I'm generally a very loyal person, especially to those I really like, which I hope would be the person I am in a relationship with. So I assume I would be faithful, but I don't 100% guarantee it, though I loathe to admit myself capable of anything outside my principles. We make mistakes.


----------



## Sacrieur (Jan 14, 2013)

apx24 said:


> No, but your clearly saying that the opinions people who haven't been in a relationship matter less.
> Someone who has been in a relationship is just as likely to cheat on their next partner as someone who has never been in a relationship.


No, she's saying you can't answer the question if you don't past experience to judge with. The tense is past continuous.

Just like asking, "Are you good at water skiing?" and you say yes when you've never been water skiing.

Changing the question to, "Do you value faithfulness and fidelity?" wouldn't fix anything because I'm sure even cheaters "value" faithfulness and fidelity in their partners. The question is too easy to change into a yes vote. But the fact it was a public poll already throws numbers off.


----------



## diamondheart89 (Mar 21, 2011)

I just clicked both yes and no because I can. :stu


----------



## moloko (May 1, 2013)

crimeclub said:


> Alright it started as an attempt to correct PO and is now veering into seeming a little defensive, back on topic


It didn't, it's not and it was always on topic. If we can't talk about it, no point in opening threads then.

probably offline, I understand. And I don't make a big deal either.


----------



## komorikun (Jan 11, 2009)

probably offline said:


> It kinda is. The question wasn't "do you think that infidelity is immoral?" or "do you think that you'd be faithful in a relationship?. There's a difference between knowing and assuming.
> 
> I never said that people can't have opinions either way, though.


I agree with you. You really don't know how you will react till you are in that situation. People here might be imagining some sort of wonderful relationship and how they could never cheat on someone that they love. But the reality is relationships go sour quite often and breaking up is not quite so cut and dry as you may think. Emotions go up and down, it can be like a roller coaster. Might break up one day but get back together the next day or the next week. A lot of people don't break up because they cheated. It's often more they cheated in order to break up finally.


----------



## moloko (May 1, 2013)

komorikun said:


> You really don't know how you will react till you are in that situation.


I really don't want to continue this discussion, because, like I said, I understand. But just to clarify what I was saying a bit more, what you said there applies to people who've been in relationships and who haven't. So, of course, we're _also_ assuming. And that was my point. Consider a very shy girl who has found a boyfriend and has been with him for years. During those years, she's never received any attention from other guys and neither talked to any, because she's so shy. So, the opportunity to cheat never arose. She never had to make the decision to not cheat. Was she faithful? Yes, by omission. Would she be if she could cheat? She _assumes_ she'd be. Her legitimacy to answer the question of this poll is the same as a person who's never been in a relationship.

So, maybe not even people who've been in relationships are enough to vote on this. Only those that had the opportunity to, but never did (or did). I admit I'm being "a bit" anal about something without any importance, but we're just talking and that's why I'm in SAS.

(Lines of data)
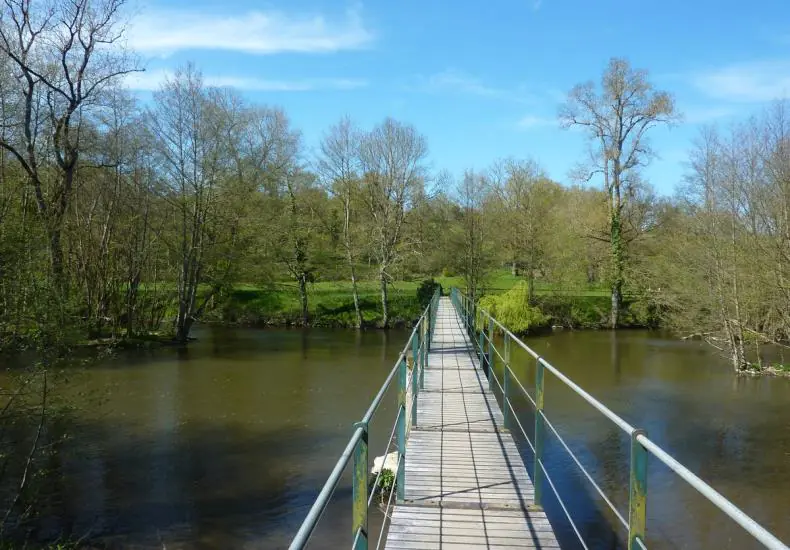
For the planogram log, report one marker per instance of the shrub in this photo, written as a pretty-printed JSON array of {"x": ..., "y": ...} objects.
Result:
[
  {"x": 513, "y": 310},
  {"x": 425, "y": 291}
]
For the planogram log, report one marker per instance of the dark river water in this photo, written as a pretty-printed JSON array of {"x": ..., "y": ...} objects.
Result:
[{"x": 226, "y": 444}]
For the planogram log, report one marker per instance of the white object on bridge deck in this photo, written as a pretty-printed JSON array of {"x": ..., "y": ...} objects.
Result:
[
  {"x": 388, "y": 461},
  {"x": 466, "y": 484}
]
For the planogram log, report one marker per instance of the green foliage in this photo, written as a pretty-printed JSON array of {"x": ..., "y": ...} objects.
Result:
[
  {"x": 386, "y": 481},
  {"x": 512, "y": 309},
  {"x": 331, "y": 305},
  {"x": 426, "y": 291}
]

==

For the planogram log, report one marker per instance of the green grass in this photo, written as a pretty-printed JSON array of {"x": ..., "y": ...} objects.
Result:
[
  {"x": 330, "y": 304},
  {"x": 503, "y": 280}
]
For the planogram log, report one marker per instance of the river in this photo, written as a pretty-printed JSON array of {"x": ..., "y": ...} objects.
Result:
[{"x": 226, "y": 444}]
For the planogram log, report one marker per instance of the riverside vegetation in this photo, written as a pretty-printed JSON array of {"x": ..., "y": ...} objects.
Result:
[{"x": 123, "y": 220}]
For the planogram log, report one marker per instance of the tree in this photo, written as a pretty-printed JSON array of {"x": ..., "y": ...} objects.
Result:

...

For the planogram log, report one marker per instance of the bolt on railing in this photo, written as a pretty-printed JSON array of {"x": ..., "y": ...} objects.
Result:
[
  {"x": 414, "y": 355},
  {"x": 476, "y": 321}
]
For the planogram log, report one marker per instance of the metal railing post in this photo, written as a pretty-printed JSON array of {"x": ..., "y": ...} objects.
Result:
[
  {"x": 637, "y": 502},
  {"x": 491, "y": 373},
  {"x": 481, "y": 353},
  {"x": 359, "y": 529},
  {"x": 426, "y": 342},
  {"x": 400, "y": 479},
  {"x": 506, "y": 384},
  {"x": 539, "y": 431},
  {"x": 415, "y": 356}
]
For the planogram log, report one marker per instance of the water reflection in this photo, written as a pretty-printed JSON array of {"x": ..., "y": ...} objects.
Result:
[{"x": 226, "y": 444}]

• [Tasks to perform]:
a) Answer these questions about the forum thread:
(i) What activity does Sacrieur use in the comparison about answering without past experience?
(ii) What does komorikun say emotions can be like?
(iii) According to moloko, the shy girl was faithful by what?
b) Update the forum thread by writing out everything from "I agree with" down to "break up finally.", with "roller coaster" changed to "seesaw".
This data was taken from a separate source.

• [Solution list]:
a)
(i) Water skiing
(ii) A roller coaster
(iii) Omission

b)
I agree with you. You really don't know how you will react till you are in that situation. People here might be imagining some sort of wonderful relationship and how they could never cheat on someone that they love. But the reality is relationships go sour quite often and breaking up is not quite so cut and dry as you may think. Emotions go up and down, it can be like a seesaw. Might break up one day but get back together the next day or the next week. A lot of people don't break up because they cheated. It's often more they cheated in order to break up finally.